- [Entries provided]

━━━━━━━━━━

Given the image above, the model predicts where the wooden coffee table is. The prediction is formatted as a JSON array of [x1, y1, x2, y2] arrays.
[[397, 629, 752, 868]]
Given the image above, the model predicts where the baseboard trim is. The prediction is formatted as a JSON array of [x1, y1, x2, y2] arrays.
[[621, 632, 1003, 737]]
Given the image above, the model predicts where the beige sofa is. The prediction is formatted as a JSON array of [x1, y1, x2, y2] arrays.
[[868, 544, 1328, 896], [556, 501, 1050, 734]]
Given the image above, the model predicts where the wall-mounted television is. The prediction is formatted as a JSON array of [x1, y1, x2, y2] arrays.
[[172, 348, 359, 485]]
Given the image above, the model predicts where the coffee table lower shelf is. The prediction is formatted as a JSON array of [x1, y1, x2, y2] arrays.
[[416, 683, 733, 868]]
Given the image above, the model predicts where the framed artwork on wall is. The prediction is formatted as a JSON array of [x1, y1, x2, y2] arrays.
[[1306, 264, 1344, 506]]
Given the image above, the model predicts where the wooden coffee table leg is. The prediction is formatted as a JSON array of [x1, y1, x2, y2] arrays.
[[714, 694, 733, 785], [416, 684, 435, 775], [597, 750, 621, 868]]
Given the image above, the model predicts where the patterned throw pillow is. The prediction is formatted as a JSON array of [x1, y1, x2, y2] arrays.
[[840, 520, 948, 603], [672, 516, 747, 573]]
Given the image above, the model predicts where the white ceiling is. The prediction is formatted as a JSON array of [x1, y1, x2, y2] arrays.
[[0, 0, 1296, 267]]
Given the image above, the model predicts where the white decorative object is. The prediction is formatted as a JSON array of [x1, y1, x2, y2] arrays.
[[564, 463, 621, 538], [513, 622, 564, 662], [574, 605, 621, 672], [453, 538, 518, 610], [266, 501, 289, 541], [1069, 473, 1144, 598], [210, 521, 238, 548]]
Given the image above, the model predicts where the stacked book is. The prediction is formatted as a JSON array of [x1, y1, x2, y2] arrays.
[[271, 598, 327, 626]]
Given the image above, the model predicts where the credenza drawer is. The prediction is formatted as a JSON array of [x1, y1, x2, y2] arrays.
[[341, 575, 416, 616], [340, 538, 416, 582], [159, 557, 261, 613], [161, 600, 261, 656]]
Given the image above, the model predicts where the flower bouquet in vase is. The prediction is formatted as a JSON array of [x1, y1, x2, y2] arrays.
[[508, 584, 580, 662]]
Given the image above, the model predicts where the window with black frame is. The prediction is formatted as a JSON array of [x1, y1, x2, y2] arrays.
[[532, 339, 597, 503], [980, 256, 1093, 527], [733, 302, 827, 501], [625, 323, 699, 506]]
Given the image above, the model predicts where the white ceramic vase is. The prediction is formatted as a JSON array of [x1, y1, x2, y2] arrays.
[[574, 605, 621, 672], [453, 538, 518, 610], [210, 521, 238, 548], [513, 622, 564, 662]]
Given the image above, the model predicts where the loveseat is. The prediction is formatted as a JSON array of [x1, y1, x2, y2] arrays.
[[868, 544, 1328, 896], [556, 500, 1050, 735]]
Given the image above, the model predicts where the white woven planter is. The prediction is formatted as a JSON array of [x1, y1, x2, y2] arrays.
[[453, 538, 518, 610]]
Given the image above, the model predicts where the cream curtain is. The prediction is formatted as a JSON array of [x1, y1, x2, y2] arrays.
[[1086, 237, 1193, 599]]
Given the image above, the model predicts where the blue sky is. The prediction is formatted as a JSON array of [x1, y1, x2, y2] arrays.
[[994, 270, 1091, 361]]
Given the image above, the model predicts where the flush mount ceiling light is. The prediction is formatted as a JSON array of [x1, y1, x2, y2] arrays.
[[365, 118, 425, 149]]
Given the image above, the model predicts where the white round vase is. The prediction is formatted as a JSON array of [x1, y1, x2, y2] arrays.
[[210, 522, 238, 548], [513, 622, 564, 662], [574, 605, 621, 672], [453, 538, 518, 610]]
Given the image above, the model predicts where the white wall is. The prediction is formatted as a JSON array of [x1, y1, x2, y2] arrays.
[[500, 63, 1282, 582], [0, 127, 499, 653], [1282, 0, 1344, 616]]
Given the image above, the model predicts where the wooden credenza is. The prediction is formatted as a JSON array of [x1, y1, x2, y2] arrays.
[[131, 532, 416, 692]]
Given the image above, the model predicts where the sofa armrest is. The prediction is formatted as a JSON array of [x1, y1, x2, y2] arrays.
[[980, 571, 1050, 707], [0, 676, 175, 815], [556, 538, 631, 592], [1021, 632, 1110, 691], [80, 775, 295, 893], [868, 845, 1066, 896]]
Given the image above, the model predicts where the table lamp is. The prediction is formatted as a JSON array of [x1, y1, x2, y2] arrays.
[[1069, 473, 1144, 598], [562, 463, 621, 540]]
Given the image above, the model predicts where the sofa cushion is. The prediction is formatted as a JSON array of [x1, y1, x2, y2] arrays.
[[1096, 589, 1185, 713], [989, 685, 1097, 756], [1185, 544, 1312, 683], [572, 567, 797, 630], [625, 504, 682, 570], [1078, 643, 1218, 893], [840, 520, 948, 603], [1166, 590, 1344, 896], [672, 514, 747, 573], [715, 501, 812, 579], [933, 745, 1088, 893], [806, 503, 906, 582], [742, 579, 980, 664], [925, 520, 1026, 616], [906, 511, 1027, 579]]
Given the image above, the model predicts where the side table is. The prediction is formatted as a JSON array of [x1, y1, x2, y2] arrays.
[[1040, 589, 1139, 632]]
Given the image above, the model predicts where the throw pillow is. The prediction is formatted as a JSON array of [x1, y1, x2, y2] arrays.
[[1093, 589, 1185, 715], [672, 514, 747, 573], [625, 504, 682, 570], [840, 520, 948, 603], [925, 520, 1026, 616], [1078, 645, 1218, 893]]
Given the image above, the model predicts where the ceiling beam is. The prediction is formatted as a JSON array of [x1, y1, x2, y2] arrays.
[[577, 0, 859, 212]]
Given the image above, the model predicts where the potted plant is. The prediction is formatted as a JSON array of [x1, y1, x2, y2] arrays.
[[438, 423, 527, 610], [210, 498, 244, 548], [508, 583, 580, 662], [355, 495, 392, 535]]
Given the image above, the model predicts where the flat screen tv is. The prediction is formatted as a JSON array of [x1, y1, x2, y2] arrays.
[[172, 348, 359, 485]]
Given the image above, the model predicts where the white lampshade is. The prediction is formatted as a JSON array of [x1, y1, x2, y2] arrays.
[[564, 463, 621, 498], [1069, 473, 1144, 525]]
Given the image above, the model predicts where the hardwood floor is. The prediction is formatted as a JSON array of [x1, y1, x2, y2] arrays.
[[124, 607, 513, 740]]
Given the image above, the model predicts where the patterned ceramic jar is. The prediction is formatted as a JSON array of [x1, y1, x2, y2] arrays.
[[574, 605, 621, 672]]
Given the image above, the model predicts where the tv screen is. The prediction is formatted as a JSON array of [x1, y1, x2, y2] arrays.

━━━━━━━━━━

- [What you are asked to do]
Reproduce every one of the records above word for word and in the same order.

- [Result of the exercise]
Given the image above, the model predicts where the wooden coffee table is. The prediction is formatted as a JSON array of [x1, y1, x2, y2] arrays.
[[397, 629, 752, 868]]
Given the image above, the model predicts where the baseboard trim is. The prediction is formatted as a JSON array of [x1, y1, x2, y2] arrays.
[[621, 632, 1003, 737]]
Given the image above, the model predicts where the beige sofa is. The prediction is formatted as a JSON array of [x1, y1, x2, y2] arrays.
[[868, 544, 1328, 896], [556, 501, 1050, 734]]
Given the image above, the model predicts where the wall-mounted television is. The prediction is formatted as a JSON array of [x1, y1, x2, y2] arrays.
[[172, 348, 359, 485]]
Given the image above, the model predicts where the coffee table lower shelf is. The prediction is formatted as a JSON array of [x1, y1, x2, y2] arrays.
[[416, 683, 733, 868]]
Given the image above, the model predicts where the framed artwork on wall is. The prediction is formatted as a JSON array of [x1, y1, x2, y2] arrays.
[[1306, 264, 1344, 506]]
Given the image above, the model predicts where the wooden coffee table leg is. The prediction is formatted as a JSON array of [x1, y1, x2, y2] arrays.
[[714, 694, 733, 785], [416, 684, 435, 775], [597, 750, 621, 868]]
Given the image above, the model predicts where the patterned throw pillow is. The prediction is formatted as a JSON array of [x1, y1, x2, y2] arrays.
[[840, 520, 948, 603], [672, 516, 747, 573]]
Given the image above, the model predicts where the white ceiling is. The prediction is formatted as a JSON array of [x1, y1, x2, y2] arrays.
[[0, 0, 1296, 267]]
Given the image above, the model predicts where the white decorative object is. The prediction is formatted as a JSON array of [x1, y1, x2, y2] arrays.
[[564, 463, 621, 538], [513, 622, 564, 662], [574, 605, 621, 672], [453, 538, 518, 610], [266, 501, 289, 541], [1069, 473, 1144, 598], [210, 521, 238, 548]]
Given the image above, the model predicts where the stacked book is. The prediction is formatted as a JSON array of [x1, y1, x2, y2] arrays.
[[271, 598, 327, 626]]
Given the image above, the model predicts where the credenza drawer is. The prediction is formatted as a JSON array of [x1, y1, x2, y2] arrays.
[[341, 575, 416, 616], [340, 538, 416, 582], [159, 557, 261, 613], [161, 600, 261, 656]]
Given the image above, the model predicts where the flower bouquet in vase is. The prediction is formatted as a JSON array of [x1, y1, x2, y2] arrays.
[[508, 584, 580, 662]]
Given the image above, the model predicts where the window with black frame is. The prediction is formatted as a JSON array of [x1, y1, x2, y2] arrays.
[[532, 339, 597, 503], [980, 256, 1093, 527], [733, 302, 827, 501], [625, 323, 699, 506]]
Given the image above, the model predicts where the white ceramic vase is. The prediction is formatted as a JSON array of [x1, y1, x2, y2] arrays.
[[574, 605, 621, 672], [453, 538, 518, 610], [210, 521, 238, 548], [513, 622, 564, 662]]
Given the image above, the model predicts where the loveseat is. The prediction is formatted as a JSON array of [x1, y1, x2, y2] arrays.
[[868, 544, 1328, 896], [556, 500, 1050, 735]]
Given the image above, the model predicts where the white woven planter is. The prediction is formatted as a JSON array of [x1, y1, x2, y2] arrays.
[[453, 538, 518, 610]]
Given the image above, the model predicts where the cream curtain is. The prediction is formatted as a JSON array of [x1, y1, x2, y2] arrays.
[[1086, 237, 1193, 599]]
Given the image above, the model predicts where the blue sky is. The prediction is formatted as a JSON array of [x1, y1, x2, y2] arrays.
[[994, 270, 1091, 361]]
Given the image above, the model predicts where the flush mount ceiling light is. The prediction is formatted as a JSON array of [x1, y1, x2, y2] arrays.
[[365, 118, 425, 149]]
Given the image above, the model predicts where the white round vase is. The prediction is formatted as a JSON array of [x1, y1, x2, y2] arrays.
[[210, 522, 238, 548], [513, 622, 564, 662], [574, 605, 621, 672], [453, 538, 518, 610]]
Given the image above, the model predicts where the white wall is. The prediction is formatted as a JSON array of [x1, y1, x2, y2] arrays.
[[500, 63, 1282, 582], [0, 127, 499, 653], [1282, 0, 1344, 616]]
Given the image above, the model predicts where the wooden credenza is. The prediction is formatted as a JSON array of [x1, y1, x2, y2] arrays.
[[131, 532, 416, 692]]
Given the image above, the model predicts where the sofa armrest is. The prediction is formatted as a JSON array of [x1, y1, x2, y2] arrays.
[[980, 571, 1050, 707], [0, 676, 175, 815], [556, 538, 631, 592], [1021, 632, 1110, 691], [80, 775, 295, 893], [868, 845, 1066, 896]]
Given the image above, the model predicts where the table lamp is. The prediction is formatted as a JSON array of [x1, y1, x2, y2] arrays.
[[1069, 473, 1144, 598], [562, 463, 621, 540]]
Given the image above, the model predicts where the sofa cushion is. The prediction is formatted as a JSON array of [x1, y1, x2, y2] arrays.
[[1096, 589, 1185, 713], [989, 685, 1097, 756], [1185, 544, 1312, 683], [572, 567, 797, 630], [625, 504, 682, 570], [1078, 643, 1218, 893], [840, 520, 948, 603], [1166, 590, 1344, 896], [672, 514, 747, 573], [715, 501, 812, 579], [933, 745, 1088, 893], [806, 503, 906, 582], [742, 579, 980, 664], [925, 520, 1026, 616], [906, 511, 1027, 579]]
Given the image above, the model predicts where the side table is. The prediction is formatted as a JSON array of [x1, y1, x2, y2] arrays.
[[1040, 589, 1139, 632]]
Given the image above, the model predicts where the throw pillow is. The prediction is formatted as a JSON array of [x1, y1, x2, y2] arrays.
[[1093, 589, 1185, 715], [672, 514, 747, 573], [625, 504, 682, 570], [840, 520, 948, 603], [925, 520, 1026, 616], [1078, 645, 1218, 893]]
Given the image above, the model predicts where the ceiling beam is. The prediction is formatted as a JSON array of [x1, y1, x2, y2] arrays.
[[577, 0, 859, 212]]
Given the image above, the model predicts where the potted plant is. The prediction is formatted as a JSON array of [x1, y1, x2, y2] arrays.
[[438, 423, 527, 610], [210, 498, 244, 548], [508, 583, 580, 662], [355, 495, 392, 535]]
Given the image above, the model predicts where the flat screen tv is. The prediction is formatted as a JSON array of [x1, y1, x2, y2] arrays.
[[172, 348, 359, 485]]
Given the image above, the model predicts where the white lampshade is. The prediction is formatted as a JSON array of [x1, y1, x2, y2] arrays.
[[564, 463, 621, 498], [1069, 473, 1144, 525]]
Given the image above, the model predicts where the hardwood floor is. The prediction is formatted as a JSON array of [x1, y1, x2, y2] arrays.
[[124, 607, 513, 740]]
Given the image above, the model predicts where the patterned ceramic jar is. The prediction is formatted as a JSON array of [x1, y1, x2, y2] arrays.
[[574, 605, 621, 672]]
Given the image above, the model predicts where the tv screen is. The prediction is formatted as a JSON array of [x1, y1, x2, y2] arrays.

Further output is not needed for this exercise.